• Aim of the exercise
In the records below, find the line containing "Target: foreground hill", then print it and every following line exactly, through the last, without pictures.

• Source information
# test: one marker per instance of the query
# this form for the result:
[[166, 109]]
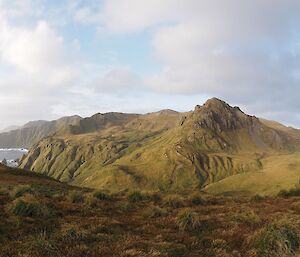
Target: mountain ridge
[[160, 150]]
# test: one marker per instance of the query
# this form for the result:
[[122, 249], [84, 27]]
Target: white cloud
[[38, 52]]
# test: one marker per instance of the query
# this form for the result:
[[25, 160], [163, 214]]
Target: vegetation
[[210, 148], [53, 220], [77, 197]]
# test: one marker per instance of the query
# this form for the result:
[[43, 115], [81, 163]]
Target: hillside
[[42, 217], [33, 131], [164, 150]]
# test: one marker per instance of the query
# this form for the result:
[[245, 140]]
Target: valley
[[168, 150]]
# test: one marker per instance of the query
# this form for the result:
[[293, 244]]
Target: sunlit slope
[[11, 176], [163, 150], [280, 172], [34, 131]]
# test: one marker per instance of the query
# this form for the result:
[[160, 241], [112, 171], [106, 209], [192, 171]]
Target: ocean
[[12, 155]]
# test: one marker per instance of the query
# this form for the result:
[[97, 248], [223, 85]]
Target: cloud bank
[[247, 52]]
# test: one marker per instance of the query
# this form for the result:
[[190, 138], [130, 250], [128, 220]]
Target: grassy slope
[[168, 150], [279, 172], [152, 225]]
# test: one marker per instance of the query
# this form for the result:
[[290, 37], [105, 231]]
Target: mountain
[[163, 150], [33, 131], [9, 128]]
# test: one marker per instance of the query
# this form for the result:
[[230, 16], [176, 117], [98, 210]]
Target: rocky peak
[[219, 116]]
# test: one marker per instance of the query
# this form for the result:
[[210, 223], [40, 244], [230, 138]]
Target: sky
[[65, 57]]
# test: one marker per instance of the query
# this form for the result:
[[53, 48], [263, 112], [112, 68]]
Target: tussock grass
[[100, 195], [248, 217], [197, 199], [174, 201], [290, 193], [276, 240], [186, 219], [19, 191], [29, 207], [77, 197], [155, 212], [137, 196]]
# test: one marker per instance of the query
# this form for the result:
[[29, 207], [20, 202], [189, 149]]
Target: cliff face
[[160, 150], [34, 131]]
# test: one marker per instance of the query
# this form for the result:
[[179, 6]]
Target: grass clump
[[296, 206], [196, 199], [137, 196], [174, 201], [156, 212], [248, 217], [77, 197], [100, 195], [29, 207], [187, 220], [21, 191], [276, 240], [290, 193], [257, 198]]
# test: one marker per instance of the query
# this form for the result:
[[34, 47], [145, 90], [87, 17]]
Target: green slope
[[164, 150]]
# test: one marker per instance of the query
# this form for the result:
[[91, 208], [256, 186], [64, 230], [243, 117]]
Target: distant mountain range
[[167, 150], [33, 131]]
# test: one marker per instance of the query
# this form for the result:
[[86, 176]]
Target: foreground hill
[[42, 217], [29, 134], [163, 150]]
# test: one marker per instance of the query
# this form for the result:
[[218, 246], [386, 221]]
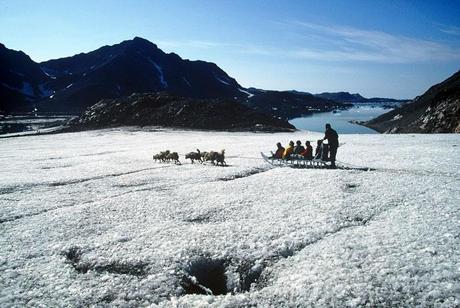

• Worked solution
Target: foreground hill
[[42, 217], [29, 134], [163, 150]]
# test: one marker per instance of the query
# this form for the result:
[[218, 246], [386, 221]]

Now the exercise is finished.